== Entries
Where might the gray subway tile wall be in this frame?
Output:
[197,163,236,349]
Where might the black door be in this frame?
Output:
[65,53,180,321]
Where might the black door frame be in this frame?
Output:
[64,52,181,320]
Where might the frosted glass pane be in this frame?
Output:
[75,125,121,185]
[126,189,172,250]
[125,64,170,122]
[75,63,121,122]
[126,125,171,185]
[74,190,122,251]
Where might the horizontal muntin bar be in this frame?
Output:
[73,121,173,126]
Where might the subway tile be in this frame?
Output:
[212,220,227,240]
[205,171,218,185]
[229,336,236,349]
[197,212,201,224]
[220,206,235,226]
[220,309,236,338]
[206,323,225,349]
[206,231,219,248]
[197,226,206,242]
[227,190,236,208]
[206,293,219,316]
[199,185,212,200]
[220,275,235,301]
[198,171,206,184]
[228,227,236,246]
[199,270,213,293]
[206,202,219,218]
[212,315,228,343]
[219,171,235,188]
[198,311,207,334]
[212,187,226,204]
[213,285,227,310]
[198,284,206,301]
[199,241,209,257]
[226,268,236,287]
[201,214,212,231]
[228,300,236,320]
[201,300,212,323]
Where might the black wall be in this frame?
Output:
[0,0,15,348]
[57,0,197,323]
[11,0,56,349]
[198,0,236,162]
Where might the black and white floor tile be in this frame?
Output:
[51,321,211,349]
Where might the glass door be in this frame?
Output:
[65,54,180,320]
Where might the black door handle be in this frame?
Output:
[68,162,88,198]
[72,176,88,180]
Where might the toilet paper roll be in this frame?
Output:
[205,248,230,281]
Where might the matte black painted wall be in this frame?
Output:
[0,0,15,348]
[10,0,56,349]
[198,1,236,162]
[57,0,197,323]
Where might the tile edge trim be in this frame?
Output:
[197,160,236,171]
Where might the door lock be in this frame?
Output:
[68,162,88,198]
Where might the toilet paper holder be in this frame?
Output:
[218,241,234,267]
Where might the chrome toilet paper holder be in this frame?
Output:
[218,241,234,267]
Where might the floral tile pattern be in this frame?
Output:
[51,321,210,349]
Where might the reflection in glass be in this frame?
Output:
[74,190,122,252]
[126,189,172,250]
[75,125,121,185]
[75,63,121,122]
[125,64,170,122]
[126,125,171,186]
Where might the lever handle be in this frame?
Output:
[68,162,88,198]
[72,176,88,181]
====
● Written request
Copy all of the items above verbatim, from the first line to the last.

● Result below
Where might the gray subway tile wall be in this frame?
Output:
[197,163,236,349]
Where might the black door be in this frame?
Output:
[65,53,180,321]
Where might the black door frame be in this frame?
Output:
[64,52,181,320]
Where might the frosted glass pane be in this frame?
Output:
[75,125,121,185]
[126,189,172,250]
[125,64,170,122]
[75,63,121,122]
[126,125,171,185]
[74,190,122,251]
Where might the horizontal muntin bar be in this frame?
Output:
[73,121,173,126]
Where might the subway tile be in this frame?
Output:
[212,220,227,240]
[205,171,218,185]
[229,336,236,349]
[197,212,201,224]
[220,206,235,226]
[220,309,236,338]
[206,323,225,349]
[206,231,219,248]
[197,226,206,242]
[227,190,236,208]
[206,293,219,316]
[199,185,212,200]
[220,275,235,301]
[198,171,206,184]
[228,227,236,246]
[199,270,213,293]
[206,202,219,218]
[212,315,228,343]
[219,171,235,188]
[198,311,207,334]
[212,187,226,204]
[213,285,227,310]
[198,284,206,301]
[199,241,209,257]
[226,268,236,287]
[201,214,212,231]
[228,300,236,320]
[201,300,212,323]
Where might the black wall be in this frame?
Output:
[0,0,15,348]
[57,0,197,323]
[11,0,56,349]
[198,0,236,162]
Where might the black and white floor tile be in this frame?
Output:
[51,321,211,349]
Where might the glass door be in this frame?
Output:
[65,54,180,320]
Where might the black door handle be in this frame?
Output:
[68,162,88,198]
[72,176,88,180]
Where might the toilet paper roll be in this frame?
Output:
[205,248,230,281]
Where might the matte black painted wall be in this frame?
Output:
[0,0,15,348]
[10,0,56,349]
[198,1,236,162]
[57,0,197,323]
Where might the tile edge trim be in this frame?
Output:
[197,160,236,171]
Where might the door lock be in this frame?
Output:
[68,162,88,198]
Where might the toilet paper holder be in this frame?
Output:
[218,241,234,267]
Where might the chrome toilet paper holder be in this frame?
Output:
[218,241,234,267]
Where might the floral tile pattern be in this frame?
Output:
[51,321,210,349]
Where might the reflection in glass be in this frame?
Output:
[74,190,122,252]
[126,189,172,250]
[75,125,121,185]
[75,63,121,122]
[125,64,170,122]
[126,125,171,186]
Where might the lever handle be in this frame?
Output:
[68,162,88,198]
[72,176,88,181]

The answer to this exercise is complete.